Please substitute "single marker" for every "single pin" in the data below and reproduce it with nothing else altered.

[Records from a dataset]
-- begin --
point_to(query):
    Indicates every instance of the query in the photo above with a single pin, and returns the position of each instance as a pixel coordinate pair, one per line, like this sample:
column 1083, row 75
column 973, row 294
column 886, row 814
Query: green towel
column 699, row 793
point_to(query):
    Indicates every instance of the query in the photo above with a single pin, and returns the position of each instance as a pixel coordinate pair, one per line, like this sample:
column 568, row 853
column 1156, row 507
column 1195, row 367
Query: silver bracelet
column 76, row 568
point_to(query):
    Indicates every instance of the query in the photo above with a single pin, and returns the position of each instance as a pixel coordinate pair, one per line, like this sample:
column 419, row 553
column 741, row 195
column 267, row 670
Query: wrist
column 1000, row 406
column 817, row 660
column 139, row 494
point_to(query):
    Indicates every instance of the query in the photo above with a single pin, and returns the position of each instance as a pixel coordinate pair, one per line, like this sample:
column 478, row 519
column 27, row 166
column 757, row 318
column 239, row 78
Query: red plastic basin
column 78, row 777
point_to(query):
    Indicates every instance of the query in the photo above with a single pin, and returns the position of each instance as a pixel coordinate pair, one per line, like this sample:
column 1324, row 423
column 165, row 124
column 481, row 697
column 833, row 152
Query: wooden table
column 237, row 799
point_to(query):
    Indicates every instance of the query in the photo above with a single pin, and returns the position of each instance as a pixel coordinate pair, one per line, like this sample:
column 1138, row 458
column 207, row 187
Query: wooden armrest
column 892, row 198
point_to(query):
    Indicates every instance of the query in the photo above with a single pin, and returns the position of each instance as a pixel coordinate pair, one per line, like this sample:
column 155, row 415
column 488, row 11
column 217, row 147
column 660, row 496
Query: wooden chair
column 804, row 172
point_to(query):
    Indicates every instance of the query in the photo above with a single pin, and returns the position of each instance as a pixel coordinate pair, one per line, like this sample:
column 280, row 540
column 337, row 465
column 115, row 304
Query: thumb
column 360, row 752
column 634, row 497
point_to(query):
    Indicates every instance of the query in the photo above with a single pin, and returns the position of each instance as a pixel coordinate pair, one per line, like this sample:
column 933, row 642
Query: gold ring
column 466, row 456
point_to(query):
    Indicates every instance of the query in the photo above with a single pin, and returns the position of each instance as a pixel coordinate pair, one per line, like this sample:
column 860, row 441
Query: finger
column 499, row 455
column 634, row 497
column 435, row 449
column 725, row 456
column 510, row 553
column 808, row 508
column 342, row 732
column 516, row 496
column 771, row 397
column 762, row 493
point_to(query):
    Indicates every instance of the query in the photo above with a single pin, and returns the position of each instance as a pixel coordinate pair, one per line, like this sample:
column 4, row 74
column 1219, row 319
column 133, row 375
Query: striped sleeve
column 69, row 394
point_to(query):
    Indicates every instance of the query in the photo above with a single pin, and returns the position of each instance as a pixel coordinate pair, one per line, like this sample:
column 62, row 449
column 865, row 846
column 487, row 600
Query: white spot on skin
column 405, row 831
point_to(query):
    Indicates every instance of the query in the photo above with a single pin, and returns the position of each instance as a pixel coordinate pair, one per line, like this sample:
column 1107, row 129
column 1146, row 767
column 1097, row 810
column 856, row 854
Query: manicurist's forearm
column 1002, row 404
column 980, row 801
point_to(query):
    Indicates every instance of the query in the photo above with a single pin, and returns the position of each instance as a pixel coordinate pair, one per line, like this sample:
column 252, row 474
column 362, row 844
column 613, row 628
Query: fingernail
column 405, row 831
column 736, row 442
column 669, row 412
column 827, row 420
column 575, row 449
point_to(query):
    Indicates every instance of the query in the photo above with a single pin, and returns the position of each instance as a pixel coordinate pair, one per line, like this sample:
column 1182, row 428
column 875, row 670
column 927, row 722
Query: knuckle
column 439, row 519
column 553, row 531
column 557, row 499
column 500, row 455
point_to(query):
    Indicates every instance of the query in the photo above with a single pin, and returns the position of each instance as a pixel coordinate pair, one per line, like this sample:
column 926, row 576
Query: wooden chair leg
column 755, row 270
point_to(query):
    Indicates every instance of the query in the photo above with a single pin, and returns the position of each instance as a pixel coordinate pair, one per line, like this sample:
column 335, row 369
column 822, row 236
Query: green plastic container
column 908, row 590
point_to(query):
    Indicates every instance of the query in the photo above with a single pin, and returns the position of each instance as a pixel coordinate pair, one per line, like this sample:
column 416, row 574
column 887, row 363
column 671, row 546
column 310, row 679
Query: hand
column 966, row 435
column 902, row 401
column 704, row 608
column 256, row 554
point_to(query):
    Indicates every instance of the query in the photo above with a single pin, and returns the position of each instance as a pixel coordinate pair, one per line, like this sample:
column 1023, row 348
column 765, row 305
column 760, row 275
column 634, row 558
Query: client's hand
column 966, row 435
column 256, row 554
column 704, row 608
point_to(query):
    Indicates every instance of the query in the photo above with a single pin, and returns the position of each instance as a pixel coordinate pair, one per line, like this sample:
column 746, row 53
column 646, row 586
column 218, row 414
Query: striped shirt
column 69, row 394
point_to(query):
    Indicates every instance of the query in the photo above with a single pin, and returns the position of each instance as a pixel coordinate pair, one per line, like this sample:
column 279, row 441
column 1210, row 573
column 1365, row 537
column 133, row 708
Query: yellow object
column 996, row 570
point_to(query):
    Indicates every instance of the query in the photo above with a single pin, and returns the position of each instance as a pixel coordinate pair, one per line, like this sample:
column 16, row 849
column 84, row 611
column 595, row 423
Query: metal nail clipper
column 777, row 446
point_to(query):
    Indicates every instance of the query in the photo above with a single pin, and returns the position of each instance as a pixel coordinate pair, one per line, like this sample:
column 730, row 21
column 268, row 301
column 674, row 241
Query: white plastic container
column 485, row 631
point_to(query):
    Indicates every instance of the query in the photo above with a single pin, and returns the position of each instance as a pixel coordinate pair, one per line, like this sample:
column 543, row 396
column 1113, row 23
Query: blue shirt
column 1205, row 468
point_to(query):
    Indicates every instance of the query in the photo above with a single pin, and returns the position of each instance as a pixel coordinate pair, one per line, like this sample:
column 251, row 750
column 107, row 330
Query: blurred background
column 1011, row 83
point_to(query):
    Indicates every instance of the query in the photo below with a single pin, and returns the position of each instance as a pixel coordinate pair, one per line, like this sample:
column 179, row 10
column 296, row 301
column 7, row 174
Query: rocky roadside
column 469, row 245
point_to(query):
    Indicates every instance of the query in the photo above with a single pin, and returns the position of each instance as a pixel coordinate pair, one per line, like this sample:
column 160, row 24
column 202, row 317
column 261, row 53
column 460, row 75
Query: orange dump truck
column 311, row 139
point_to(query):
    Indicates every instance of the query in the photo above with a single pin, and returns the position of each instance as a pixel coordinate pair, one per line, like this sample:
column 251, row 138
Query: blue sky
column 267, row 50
-- end --
Solution >>
point_to(query):
    Indicates every instance of the query in the photo above with a single marker, and returns the position of each instance as a pixel coordinate pair, one per line, like this sample:
column 1083, row 75
column 973, row 294
column 886, row 814
Query: green towel
column 699, row 793
point_to(query):
    Indicates every instance of the query in the photo above with a single marker, and returns the position of each instance as a pixel coordinate pair, one per line, like this sample:
column 568, row 853
column 1156, row 507
column 1195, row 367
Query: silver bracelet
column 76, row 568
point_to(query):
    Indicates every instance of the query in the photo above with a single marker, and returns the position of each instance as a pixel coordinate pair, one per line, like this sample:
column 419, row 553
column 741, row 195
column 267, row 670
Query: wrist
column 1000, row 406
column 817, row 660
column 139, row 494
point_to(query):
    Indicates every instance of the query in the photo above with a single marker, and returns the position of each instance as a pixel coordinate pair, one per line, like this sample:
column 478, row 519
column 27, row 166
column 757, row 318
column 239, row 78
Query: red plastic basin
column 78, row 777
point_to(query):
    Indicates every instance of the query in the photo above with a single marker, and returns the position of each instance as a pixel coordinate pair, one per line, like this sample:
column 1324, row 423
column 165, row 124
column 481, row 697
column 833, row 152
Query: wooden table
column 237, row 799
point_to(query):
    Indicates every instance of the query in the photo above with a single marker, and returns the position of each instance as a pixel coordinate pair, one per line, like this sample:
column 1138, row 458
column 207, row 187
Query: wooden armrest
column 892, row 198
point_to(query):
    Indicates every instance of the query in the photo above with a single marker, and returns the position of each instance as a pixel coordinate pair, one per line, like this sample:
column 155, row 415
column 488, row 11
column 217, row 147
column 660, row 496
Query: wooden chair
column 804, row 172
point_to(query):
    Indicates every instance of the query in the photo above with a single marker, and returns the position of each instance as a pixel coordinate pair, one per line, like this sample:
column 280, row 540
column 337, row 465
column 115, row 304
Query: thumb
column 360, row 752
column 634, row 497
point_to(query):
    Indicates every instance of the query in the photo above with a single marker, and returns the position of each instance as a pixel coordinate pair, one per line, like this sample:
column 933, row 642
Query: gold ring
column 466, row 456
point_to(query):
    Indicates every instance of the query in the photo above with a single marker, and returns the position of each instance as a pixel coordinate pair, one per line, like this sample:
column 860, row 441
Query: finger
column 499, row 455
column 634, row 497
column 435, row 449
column 725, row 456
column 510, row 553
column 808, row 508
column 342, row 732
column 516, row 496
column 771, row 397
column 762, row 493
point_to(query):
    Indicates every instance of the query in the photo above with a single marker, and returns the position of each instance as a pixel coordinate pair, one per line, like this sample:
column 4, row 74
column 1219, row 319
column 133, row 375
Query: striped sleeve
column 69, row 394
point_to(query):
    Indicates every instance of the query in the photo above with a single marker, and returns the position of each instance as a pixel coordinate pair, one per line, like this sample:
column 62, row 449
column 865, row 846
column 487, row 600
Query: white spot on skin
column 405, row 831
point_to(query):
    Indicates every instance of the query in the photo above with a single marker, and returns the position of each instance as a pixel coordinate pair, one per line, like this sample:
column 1107, row 129
column 1146, row 767
column 1097, row 810
column 856, row 854
Query: manicurist's forearm
column 1002, row 404
column 980, row 801
point_to(query):
    Indicates every instance of the query in the photo above with a single marker, and returns the position of each instance as a pixel coordinate pair, one per line, like this sample:
column 252, row 474
column 362, row 844
column 613, row 628
Query: fingernail
column 405, row 831
column 736, row 442
column 669, row 412
column 827, row 420
column 575, row 449
point_to(query):
    Indicates every instance of the query in the photo above with a single marker, and returns the position of each instance as a pixel coordinate pair, one per line, like this sample:
column 1182, row 428
column 875, row 670
column 927, row 722
Query: knuckle
column 439, row 519
column 553, row 531
column 557, row 499
column 500, row 455
point_to(query):
    Indicates every instance of the query in the photo above with a single marker, and returns the position of each instance as a pixel coordinate pair, one per line, like this sample:
column 926, row 576
Query: wooden chair leg
column 755, row 270
point_to(query):
    Indicates every instance of the query in the photo above with a single marker, and returns the position of each instance as a pixel coordinate pair, one per line, like this sample:
column 335, row 369
column 822, row 236
Query: green plastic container
column 908, row 590
point_to(query):
    Indicates every instance of the query in the photo above with a single marker, and returns the position of each instance as a pixel coordinate pair, one per line, like this sample:
column 416, row 574
column 887, row 363
column 671, row 546
column 310, row 679
Query: hand
column 966, row 435
column 902, row 401
column 704, row 608
column 256, row 554
point_to(query):
    Indicates every instance of the query in the photo above with a single marker, and returns the position of each instance as a pixel coordinate pair, one per line, like this sample:
column 1023, row 348
column 765, row 305
column 760, row 275
column 634, row 558
Query: client's hand
column 966, row 435
column 256, row 554
column 704, row 608
point_to(query):
    Indicates every instance of the query in the photo above with a single marker, and returns the position of each instance as a pixel coordinate pair, one per line, like this sample:
column 746, row 53
column 646, row 586
column 218, row 414
Query: striped shirt
column 69, row 394
point_to(query):
    Indicates every instance of the query in the photo above with a single marker, and returns the position of each instance as a pixel coordinate pair, one per line, like this sample:
column 279, row 441
column 1210, row 573
column 1365, row 537
column 133, row 708
Query: yellow object
column 996, row 570
point_to(query):
    Indicates every instance of the query in the photo above with a single marker, and returns the position of each instance as a pixel coordinate pair, one per line, like this sample:
column 16, row 849
column 84, row 611
column 595, row 423
Query: metal nail clipper
column 777, row 446
point_to(query):
    Indicates every instance of the query in the photo above with a single marker, and returns the position of each instance as a pixel coordinate pair, one per line, like this sample:
column 730, row 21
column 268, row 301
column 674, row 241
Query: white plastic container
column 485, row 631
point_to(query):
    Indicates every instance of the query in the photo above with a single marker, and returns the position of each instance as a pixel coordinate pair, one per line, like this sample:
column 543, row 396
column 1113, row 23
Query: blue shirt
column 1205, row 468
point_to(query):
    Indicates every instance of the query in the photo above with a single marker, and returns the position of each instance as a pixel coordinate pair, one per line, like this sample:
column 251, row 750
column 107, row 330
Query: blurred background
column 1011, row 83
point_to(query):
    Indicates every instance of the query in the photo below with a single marker, and returns the position of each instance as a pixel coordinate pair, one per line, like this sample:
column 179, row 10
column 296, row 301
column 7, row 174
Query: rocky roadside
column 469, row 245
point_to(query):
    Indicates every instance of the query in the photo above with a single marker, and returns the position of each instance as a pixel coordinate pair, one per line, like this sample:
column 160, row 24
column 202, row 317
column 261, row 53
column 460, row 75
Query: orange dump truck
column 311, row 139
point_to(query):
    Indicates every instance of the query in the photo above with a single marker, and returns the position of each instance as a pixel coordinate pair, one per line, like this sample:
column 251, row 138
Query: blue sky
column 267, row 50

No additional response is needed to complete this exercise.